● EXERCISE DATA
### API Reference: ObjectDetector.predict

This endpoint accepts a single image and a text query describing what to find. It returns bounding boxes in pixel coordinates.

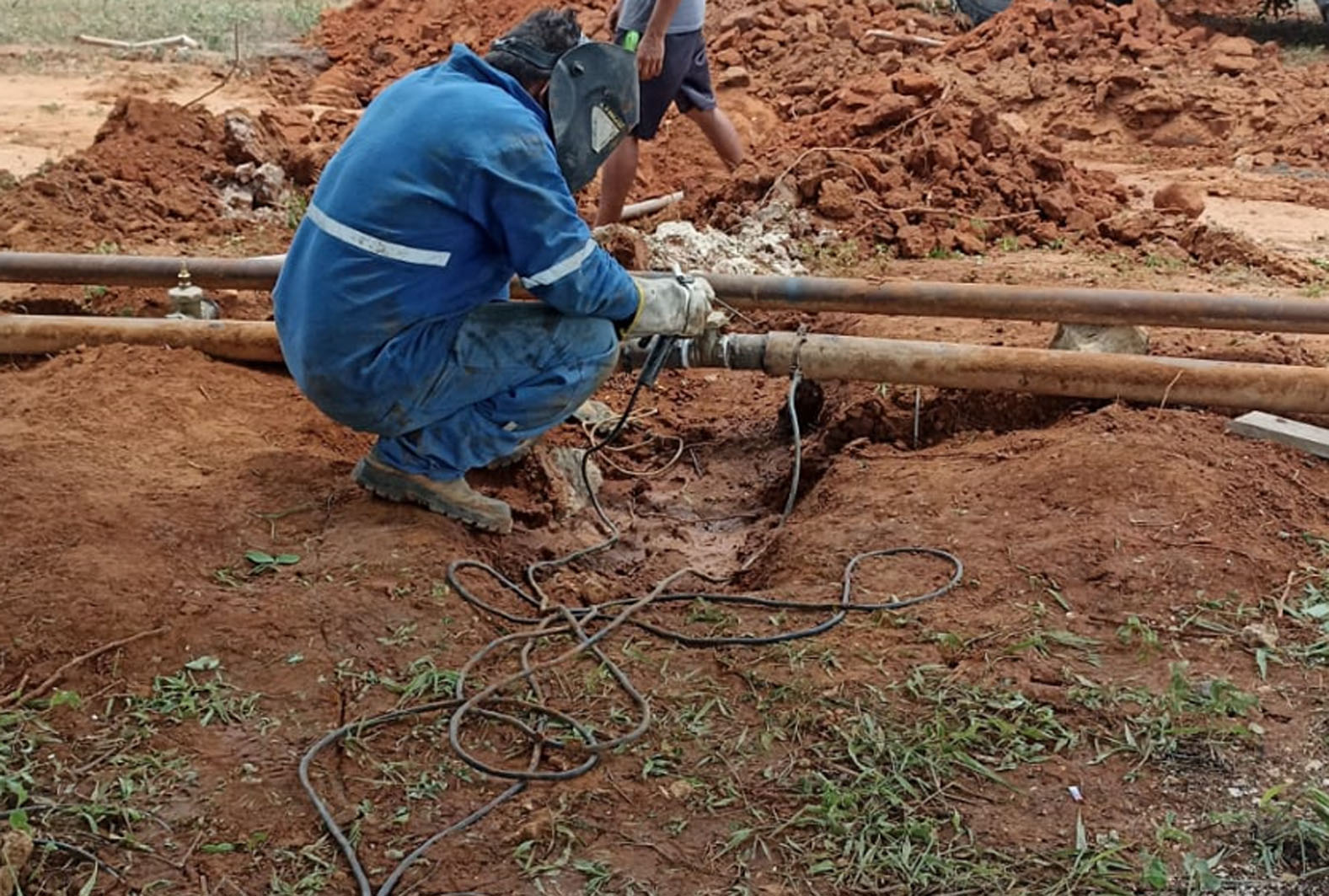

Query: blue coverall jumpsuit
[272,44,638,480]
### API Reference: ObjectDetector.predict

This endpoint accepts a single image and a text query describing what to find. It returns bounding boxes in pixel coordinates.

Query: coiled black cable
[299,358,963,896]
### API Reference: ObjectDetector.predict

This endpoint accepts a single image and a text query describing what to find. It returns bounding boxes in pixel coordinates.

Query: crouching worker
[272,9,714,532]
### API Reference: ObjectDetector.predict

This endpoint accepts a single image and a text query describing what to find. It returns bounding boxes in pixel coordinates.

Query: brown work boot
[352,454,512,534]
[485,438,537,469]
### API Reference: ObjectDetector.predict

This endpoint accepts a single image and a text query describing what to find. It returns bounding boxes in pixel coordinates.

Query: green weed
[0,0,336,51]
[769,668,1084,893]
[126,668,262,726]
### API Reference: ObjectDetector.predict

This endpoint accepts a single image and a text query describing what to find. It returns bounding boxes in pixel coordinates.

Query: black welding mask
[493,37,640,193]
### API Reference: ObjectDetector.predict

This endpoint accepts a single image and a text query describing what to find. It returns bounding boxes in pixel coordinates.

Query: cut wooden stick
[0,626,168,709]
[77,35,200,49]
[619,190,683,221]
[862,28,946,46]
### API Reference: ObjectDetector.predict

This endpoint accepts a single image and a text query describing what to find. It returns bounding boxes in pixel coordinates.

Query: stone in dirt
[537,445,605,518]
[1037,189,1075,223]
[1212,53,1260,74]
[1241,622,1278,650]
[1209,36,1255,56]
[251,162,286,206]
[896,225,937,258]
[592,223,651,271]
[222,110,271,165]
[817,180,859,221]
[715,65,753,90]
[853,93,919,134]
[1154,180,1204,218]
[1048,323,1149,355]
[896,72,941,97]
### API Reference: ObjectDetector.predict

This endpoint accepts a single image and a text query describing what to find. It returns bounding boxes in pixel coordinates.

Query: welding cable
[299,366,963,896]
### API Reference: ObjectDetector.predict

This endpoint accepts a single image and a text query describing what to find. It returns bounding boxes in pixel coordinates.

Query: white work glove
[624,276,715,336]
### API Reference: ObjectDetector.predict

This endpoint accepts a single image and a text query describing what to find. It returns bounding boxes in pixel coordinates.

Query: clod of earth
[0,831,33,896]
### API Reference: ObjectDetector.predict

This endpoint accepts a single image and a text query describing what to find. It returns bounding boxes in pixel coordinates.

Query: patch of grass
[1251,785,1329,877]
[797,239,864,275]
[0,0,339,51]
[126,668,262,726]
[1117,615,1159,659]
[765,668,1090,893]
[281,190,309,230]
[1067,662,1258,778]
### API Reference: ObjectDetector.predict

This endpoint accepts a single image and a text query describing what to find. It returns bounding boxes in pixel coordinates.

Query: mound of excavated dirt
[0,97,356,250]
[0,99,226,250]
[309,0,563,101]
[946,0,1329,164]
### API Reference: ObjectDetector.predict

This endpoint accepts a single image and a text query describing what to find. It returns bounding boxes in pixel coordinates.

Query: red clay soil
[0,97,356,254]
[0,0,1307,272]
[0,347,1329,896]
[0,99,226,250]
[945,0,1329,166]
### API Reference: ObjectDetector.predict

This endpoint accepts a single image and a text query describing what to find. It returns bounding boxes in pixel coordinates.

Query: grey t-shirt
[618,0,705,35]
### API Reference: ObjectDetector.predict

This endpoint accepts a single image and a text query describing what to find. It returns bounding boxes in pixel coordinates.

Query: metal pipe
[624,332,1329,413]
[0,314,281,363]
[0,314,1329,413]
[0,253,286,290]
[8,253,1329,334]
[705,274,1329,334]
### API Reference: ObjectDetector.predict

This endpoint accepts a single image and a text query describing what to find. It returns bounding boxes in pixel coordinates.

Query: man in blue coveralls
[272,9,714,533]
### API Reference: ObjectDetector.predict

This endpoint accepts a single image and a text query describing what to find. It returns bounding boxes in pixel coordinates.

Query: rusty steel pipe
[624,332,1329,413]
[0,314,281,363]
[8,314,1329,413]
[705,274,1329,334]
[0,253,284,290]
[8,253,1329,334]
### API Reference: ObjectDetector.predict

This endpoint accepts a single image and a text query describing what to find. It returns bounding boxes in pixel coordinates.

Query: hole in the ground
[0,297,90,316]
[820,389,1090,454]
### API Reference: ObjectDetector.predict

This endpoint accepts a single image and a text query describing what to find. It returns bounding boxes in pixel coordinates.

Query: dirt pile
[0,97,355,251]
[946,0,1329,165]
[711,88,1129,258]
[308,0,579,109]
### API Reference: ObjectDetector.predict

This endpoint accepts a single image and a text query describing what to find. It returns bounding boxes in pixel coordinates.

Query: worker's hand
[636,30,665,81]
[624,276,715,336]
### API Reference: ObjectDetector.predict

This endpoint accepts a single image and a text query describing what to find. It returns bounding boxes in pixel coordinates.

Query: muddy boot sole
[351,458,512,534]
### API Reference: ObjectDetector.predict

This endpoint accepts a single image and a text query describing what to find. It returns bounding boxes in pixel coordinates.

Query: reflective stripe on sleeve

● SHORT PROBLEM
Copy out in full every line in the items above that contains the word "blue". The match is case-sensitive.

● SOLUTION TO THE EXERCISE
Query: blue coverall jumpsuit
Query: man in blue coveralls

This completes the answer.